# WHAT THE TASK REQUIRES
Write out the passage on Isle of Wight special school places word for word, beginning at the words "Another plan is" and stopping after "the former Studio School in East Cowes.".

-- Start TEXT BLOCK --

A former school building in East Cowes could be brought back into use as part of a plan to increase school places for children with special educational needs (SEN).

The Isle of Wight Council has announced ambitious plans worth £200,00 which include enlarging St George’s School, a special school for 11 to 19-year-olds with complex learning difficulties, by creating a ‘satellite’ provision at the former Studio School in East Cowes.

Another plan is to double the provision at Greenmount Primary School for autistic children, from 6 places to 12.

Altogether, the authority’s new education access and inclusion director, Naomi Carter said the council is going to increase specialist provision across the Island, with 150 new places created in the next 2 years. St George’s currently has the capacity for 188 pupils at its base on Watergate Road, Newport, but the authority is proposing to increase its admission number to 208.

It means 20 pupils with autism and social, emotional and mental health conditions would be taught in new facilities at the former Studio School in East Cowes.

The Studio School opened in the former East Cowes Primary School building, on Grange Road, in 2014 but only operated for five years, closing in 2019 due to low pupil numbers. The building has been empty ever since.

-- End TEXT BLOCK --
-- Start SUPPLIED INFORMATION --

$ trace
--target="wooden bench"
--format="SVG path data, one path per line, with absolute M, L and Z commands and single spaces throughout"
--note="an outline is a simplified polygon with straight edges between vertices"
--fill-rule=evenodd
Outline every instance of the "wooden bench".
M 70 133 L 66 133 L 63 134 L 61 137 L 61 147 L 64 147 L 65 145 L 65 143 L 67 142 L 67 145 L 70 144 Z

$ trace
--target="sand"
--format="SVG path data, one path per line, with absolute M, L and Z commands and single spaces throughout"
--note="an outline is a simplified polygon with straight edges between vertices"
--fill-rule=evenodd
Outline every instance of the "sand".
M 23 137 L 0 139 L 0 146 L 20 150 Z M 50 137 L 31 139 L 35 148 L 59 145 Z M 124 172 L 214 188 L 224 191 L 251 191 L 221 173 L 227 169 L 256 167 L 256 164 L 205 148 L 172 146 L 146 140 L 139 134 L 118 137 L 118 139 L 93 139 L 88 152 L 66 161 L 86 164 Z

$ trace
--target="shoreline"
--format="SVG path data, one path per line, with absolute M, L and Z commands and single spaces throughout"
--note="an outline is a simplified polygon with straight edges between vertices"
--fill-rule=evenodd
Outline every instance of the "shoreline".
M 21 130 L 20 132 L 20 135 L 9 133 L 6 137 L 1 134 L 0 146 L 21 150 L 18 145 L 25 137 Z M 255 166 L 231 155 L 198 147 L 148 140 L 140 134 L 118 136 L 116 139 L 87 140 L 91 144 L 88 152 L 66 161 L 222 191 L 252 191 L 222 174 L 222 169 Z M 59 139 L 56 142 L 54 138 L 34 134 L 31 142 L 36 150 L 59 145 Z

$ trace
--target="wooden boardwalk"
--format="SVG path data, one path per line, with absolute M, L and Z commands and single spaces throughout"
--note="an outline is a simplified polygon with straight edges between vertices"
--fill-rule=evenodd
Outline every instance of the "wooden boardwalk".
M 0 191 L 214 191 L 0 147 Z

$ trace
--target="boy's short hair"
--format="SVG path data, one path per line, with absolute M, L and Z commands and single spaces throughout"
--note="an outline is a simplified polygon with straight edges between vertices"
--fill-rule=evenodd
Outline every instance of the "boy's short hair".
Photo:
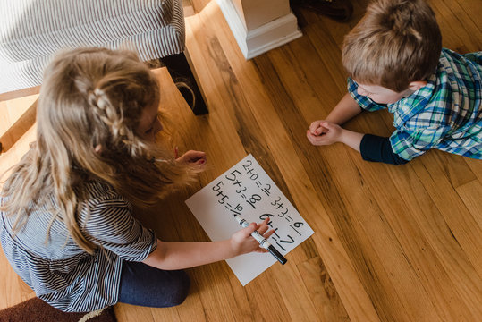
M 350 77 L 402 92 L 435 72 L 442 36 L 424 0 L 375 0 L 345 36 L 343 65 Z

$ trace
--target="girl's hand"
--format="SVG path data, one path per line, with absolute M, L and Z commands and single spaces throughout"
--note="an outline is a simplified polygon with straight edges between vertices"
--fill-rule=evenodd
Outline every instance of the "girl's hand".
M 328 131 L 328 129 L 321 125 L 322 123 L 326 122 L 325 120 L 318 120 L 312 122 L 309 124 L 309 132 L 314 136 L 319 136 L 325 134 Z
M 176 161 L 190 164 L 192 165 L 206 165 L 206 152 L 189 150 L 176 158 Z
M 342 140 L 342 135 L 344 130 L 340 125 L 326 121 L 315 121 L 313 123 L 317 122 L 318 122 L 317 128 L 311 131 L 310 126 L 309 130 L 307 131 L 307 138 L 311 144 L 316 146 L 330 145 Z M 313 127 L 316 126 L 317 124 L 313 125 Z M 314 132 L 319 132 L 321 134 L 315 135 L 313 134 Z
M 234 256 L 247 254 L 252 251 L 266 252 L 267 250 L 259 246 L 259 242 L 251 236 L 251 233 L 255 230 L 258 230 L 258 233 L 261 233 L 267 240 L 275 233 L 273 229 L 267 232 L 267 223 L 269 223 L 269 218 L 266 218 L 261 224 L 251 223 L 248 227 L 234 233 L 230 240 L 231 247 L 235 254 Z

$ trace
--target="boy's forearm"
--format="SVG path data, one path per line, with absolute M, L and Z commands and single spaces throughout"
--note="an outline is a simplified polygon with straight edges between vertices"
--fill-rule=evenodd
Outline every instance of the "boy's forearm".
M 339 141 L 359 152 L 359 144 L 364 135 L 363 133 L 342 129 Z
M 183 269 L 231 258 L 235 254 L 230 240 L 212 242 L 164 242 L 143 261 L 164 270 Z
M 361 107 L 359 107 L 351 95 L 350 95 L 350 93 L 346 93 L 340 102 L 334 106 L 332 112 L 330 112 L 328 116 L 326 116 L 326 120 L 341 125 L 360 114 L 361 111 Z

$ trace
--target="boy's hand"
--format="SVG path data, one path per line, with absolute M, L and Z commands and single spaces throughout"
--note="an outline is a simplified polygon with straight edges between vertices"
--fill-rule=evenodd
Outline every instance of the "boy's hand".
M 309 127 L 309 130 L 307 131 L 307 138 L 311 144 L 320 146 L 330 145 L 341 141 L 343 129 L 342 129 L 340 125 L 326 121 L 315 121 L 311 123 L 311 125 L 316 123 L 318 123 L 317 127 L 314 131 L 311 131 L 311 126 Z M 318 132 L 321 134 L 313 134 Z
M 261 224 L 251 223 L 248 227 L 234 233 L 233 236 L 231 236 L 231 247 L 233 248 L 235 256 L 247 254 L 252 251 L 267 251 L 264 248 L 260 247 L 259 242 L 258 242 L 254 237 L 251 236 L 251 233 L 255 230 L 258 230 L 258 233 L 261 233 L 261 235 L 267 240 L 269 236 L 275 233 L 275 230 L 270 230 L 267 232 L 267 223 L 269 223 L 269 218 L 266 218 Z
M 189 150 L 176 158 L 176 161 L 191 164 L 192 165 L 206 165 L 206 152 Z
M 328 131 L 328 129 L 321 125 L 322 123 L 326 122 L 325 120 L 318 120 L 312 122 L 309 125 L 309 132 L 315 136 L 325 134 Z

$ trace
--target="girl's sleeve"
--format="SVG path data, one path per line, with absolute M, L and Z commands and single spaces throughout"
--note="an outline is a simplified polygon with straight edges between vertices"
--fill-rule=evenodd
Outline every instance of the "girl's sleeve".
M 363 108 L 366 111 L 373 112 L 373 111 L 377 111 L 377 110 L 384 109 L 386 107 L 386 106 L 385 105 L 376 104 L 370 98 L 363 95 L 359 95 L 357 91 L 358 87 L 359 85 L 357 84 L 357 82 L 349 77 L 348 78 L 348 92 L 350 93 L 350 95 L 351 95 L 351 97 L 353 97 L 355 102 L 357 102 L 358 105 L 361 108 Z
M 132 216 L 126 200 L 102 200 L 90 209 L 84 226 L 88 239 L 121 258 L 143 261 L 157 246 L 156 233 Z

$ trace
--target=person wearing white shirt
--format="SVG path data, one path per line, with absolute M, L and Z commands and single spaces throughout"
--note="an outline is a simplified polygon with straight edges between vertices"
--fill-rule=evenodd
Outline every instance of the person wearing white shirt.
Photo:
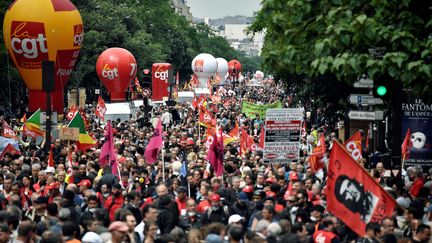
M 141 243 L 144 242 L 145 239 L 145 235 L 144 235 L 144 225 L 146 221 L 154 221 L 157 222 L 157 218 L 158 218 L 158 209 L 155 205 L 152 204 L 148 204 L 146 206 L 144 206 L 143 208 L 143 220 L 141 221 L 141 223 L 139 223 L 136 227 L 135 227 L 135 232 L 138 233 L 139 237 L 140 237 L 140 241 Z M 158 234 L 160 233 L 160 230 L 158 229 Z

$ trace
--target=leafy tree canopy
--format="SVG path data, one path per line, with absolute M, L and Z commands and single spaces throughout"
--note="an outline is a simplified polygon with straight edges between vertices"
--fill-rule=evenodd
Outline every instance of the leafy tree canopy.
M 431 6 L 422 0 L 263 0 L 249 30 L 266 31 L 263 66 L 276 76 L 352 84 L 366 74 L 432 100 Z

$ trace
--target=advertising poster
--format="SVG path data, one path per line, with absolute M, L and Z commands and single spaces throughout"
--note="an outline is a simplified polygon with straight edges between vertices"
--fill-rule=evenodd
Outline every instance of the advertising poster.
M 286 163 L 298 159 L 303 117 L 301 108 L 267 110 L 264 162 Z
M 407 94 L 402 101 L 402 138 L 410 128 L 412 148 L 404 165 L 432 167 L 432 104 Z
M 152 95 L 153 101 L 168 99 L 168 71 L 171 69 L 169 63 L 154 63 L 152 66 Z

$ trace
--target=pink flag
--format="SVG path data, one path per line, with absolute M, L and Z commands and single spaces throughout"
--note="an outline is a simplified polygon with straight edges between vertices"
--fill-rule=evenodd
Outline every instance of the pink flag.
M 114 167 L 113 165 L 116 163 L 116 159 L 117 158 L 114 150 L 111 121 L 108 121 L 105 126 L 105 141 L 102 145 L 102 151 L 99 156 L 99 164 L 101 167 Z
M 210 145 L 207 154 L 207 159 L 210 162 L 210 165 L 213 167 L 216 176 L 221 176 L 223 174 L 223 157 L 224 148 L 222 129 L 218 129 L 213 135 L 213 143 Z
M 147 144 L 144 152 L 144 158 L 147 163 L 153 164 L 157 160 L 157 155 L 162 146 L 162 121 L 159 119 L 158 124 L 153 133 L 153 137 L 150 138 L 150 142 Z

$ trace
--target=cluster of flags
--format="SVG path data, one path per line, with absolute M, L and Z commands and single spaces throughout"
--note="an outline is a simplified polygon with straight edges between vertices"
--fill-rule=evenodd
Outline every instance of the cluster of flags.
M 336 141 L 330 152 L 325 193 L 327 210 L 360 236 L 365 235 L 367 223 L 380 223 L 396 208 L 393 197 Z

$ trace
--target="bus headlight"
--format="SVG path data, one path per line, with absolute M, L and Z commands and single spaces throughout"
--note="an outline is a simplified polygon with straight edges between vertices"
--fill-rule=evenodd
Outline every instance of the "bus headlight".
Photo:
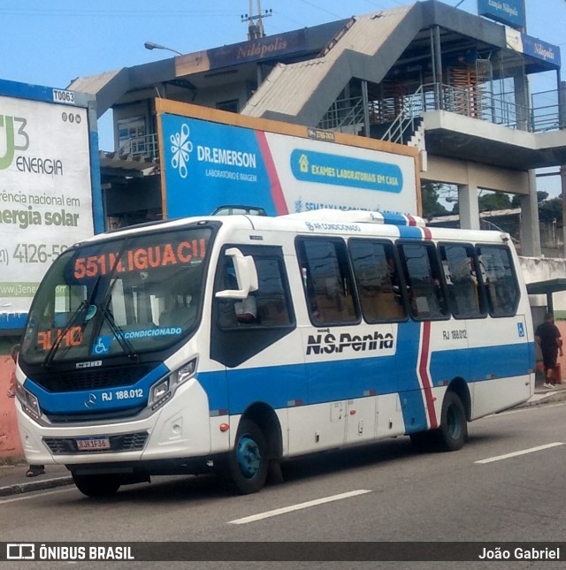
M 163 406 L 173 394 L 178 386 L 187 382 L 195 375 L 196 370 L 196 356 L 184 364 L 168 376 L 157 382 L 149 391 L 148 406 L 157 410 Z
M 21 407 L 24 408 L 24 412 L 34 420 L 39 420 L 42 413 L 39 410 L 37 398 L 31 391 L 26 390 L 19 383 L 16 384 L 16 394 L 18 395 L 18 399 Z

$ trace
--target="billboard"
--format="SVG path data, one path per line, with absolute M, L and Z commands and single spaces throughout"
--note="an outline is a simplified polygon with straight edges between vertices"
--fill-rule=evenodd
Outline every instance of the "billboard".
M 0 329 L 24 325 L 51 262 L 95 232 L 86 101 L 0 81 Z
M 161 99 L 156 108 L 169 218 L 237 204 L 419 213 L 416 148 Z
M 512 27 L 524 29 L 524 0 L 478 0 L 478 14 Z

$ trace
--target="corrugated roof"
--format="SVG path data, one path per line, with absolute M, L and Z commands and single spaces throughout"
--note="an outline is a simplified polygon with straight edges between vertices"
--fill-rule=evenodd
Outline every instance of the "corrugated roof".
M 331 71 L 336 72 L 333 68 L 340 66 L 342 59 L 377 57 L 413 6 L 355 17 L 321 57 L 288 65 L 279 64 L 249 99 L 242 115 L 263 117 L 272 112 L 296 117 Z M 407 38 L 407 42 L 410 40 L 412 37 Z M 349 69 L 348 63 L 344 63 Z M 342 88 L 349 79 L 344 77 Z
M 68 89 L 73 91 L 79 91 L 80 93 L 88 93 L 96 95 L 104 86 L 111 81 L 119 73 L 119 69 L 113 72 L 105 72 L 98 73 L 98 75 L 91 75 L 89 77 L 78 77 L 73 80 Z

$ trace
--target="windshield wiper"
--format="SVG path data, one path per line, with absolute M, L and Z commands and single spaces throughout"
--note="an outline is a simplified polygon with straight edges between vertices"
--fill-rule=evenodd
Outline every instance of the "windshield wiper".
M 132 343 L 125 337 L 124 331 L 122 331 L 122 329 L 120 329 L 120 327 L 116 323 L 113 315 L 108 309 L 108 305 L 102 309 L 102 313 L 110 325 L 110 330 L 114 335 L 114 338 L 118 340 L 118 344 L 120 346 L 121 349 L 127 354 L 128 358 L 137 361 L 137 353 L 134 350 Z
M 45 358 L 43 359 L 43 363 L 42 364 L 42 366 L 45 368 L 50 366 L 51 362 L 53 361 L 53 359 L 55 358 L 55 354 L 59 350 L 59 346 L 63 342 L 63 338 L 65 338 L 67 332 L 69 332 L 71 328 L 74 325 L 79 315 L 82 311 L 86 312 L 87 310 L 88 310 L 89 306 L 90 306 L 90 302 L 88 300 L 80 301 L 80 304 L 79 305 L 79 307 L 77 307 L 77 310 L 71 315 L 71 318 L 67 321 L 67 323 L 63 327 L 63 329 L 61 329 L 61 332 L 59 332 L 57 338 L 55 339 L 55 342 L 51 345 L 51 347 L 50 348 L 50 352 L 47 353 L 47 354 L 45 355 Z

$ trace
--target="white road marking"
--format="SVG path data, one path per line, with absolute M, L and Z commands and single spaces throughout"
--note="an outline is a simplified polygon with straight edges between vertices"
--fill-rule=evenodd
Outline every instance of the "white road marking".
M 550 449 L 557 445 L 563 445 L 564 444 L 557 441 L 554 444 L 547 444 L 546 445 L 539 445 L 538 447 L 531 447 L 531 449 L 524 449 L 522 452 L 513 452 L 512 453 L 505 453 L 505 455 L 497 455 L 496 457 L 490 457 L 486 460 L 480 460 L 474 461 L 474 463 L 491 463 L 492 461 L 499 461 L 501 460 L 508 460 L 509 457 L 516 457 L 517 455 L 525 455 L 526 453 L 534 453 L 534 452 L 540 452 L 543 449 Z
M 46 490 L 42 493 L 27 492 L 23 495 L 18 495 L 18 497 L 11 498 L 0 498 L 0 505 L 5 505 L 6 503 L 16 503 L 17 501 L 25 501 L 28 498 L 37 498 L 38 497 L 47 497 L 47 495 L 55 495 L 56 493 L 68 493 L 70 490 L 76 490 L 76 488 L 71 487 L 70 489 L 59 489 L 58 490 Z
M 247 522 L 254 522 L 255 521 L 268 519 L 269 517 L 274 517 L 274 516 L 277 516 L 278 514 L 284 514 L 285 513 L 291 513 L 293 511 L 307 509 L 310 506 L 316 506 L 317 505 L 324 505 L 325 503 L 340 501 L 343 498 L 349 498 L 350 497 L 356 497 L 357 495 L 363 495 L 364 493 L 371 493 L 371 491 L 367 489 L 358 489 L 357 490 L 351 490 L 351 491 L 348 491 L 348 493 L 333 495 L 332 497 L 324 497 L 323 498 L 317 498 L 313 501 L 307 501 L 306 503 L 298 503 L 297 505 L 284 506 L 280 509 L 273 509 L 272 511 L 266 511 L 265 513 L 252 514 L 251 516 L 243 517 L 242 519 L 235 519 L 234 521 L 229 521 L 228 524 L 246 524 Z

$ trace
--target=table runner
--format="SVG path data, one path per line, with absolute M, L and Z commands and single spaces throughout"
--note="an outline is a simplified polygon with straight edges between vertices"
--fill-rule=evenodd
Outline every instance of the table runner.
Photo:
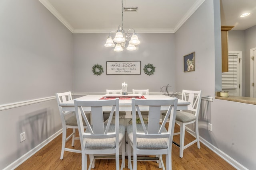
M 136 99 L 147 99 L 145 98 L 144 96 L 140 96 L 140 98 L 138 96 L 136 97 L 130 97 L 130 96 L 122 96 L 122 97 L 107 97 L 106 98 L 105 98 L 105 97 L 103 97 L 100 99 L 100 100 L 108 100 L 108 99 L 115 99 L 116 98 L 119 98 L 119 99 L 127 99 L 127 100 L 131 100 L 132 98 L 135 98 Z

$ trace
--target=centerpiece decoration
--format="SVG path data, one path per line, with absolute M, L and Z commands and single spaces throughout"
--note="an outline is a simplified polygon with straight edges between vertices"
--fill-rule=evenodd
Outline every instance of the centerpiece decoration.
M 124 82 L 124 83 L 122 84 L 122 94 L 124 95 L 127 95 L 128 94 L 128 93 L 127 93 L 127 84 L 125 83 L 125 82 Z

-- End SUPPLIED INFORMATION --

# EXERCISE ANSWER
Another plan is to double the provision at Greenmount Primary School for autistic children, from 6 places to 12.

Altogether, the authority’s new education access and inclusion director, Naomi Carter said the council is going to increase specialist provision across the Island, with 150 new places created in the next 2 years. St George’s currently has the capacity for 188 pupils at its base on Watergate Road, Newport, but the authority is proposing to increase its admission number to 208.

It means 20 pupils with autism and social, emotional and mental health conditions would be taught in new facilities at the former Studio School in East Cowes.